Passage provided.

In return for enrolling them, I will provide two students who will;
Turn up on time, every day, in uniform
Do homework when it's supposed to be done
Apply themselves diligently to any set work
Not bother complaining to Mum & Dad about the teachers because they know it won't do them any good
Treat teachers/students/school property with respect
"Teachers will not dress like Earth Mothers"
Can you add Principals to that list as well?
Im sure we can find some teachers eager to work with you Frank......
The chance to actually teach their subject (do their job) and not spend all day sorting out other teachers problems or misbehaving yoofs would be welcome!
If you will be offering a Physics course that actually involves some physics ( thus meaning that the books I used for A levels will not have to be consigned to the bin because they actually involve some maths, then I would like to download an application form!
Are you planning on an international campus? I fear the transatlantic commute may prove too much for me
Z
RE: Adding principals to the list
Surely, there would be no need to as they wouldn't be called 'principal'?
Would they not be 'Headteacher' or preferably 'Headmaster'/'Headmistress'
I trust that your teachers will work from syllabuses, not specifications, and only those that fit onto two sides of A4.
Will Chalk High be free from three-letter-acronyms? I've got a bit of an issue with AfL and APP and all the other shiteybollocks that used to be called "marking", and think it only fair that we all know where we stand before I have to come and teach half a pretendy lesson that nonetheless crams the starter, micro-activities for each learning style plus accomanying mini-plenaries, and whole-class plenary to half a set of hand-picked kids who can be reasonably-well guaranteed not to throw compasses at me whilst I pretend I like them.
Coldwater - I prefer "Sir".
"Only statutory sick pay will be paid for absences"
What about if the absence is as the result of an attack by a pupil?
SCHOOLS TO SEND THE THICKEST 25% HOME - via The Daily Mash
Hopefully this will make you smile.
and @Anonymous - I suspect that attacks by pupils will be dealt with on a ten point plan that involves kicking ten types of s*** out of the offending pupil in a place that's private and secluded.
Let me know when you need a no nonsense physicist.
Cocaine-snorting, serial-shagger head teachers shall not produce their willie at the staff end-of-year party and ask if anyone "wants a bit".
True. Said head teacher went on to become a Labour advisor.

Dataset excerpt.
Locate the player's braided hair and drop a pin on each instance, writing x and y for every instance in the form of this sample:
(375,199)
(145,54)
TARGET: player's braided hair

The request.
Print everything in the comments about Chalk High from "Coldwater - I" down to "a Labour advisor.". Work only from the comments about Chalk High.

Exercise solution.
Coldwater - I prefer "Sir".
"Only statutory sick pay will be paid for absences"
What about if the absence is as the result of an attack by a pupil?
SCHOOLS TO SEND THE THICKEST 25% HOME - via The Daily Mash
Hopefully this will make you smile.
and @Anonymous - I suspect that attacks by pupils will be dealt with on a ten point plan that involves kicking ten types of s*** out of the offending pupil in a place that's private and secluded.
Let me know when you need a no nonsense physicist.
Cocaine-snorting, serial-shagger head teachers shall not produce their willie at the staff end-of-year party and ask if anyone "wants a bit".
True. Said head teacher went on to become a Labour advisor.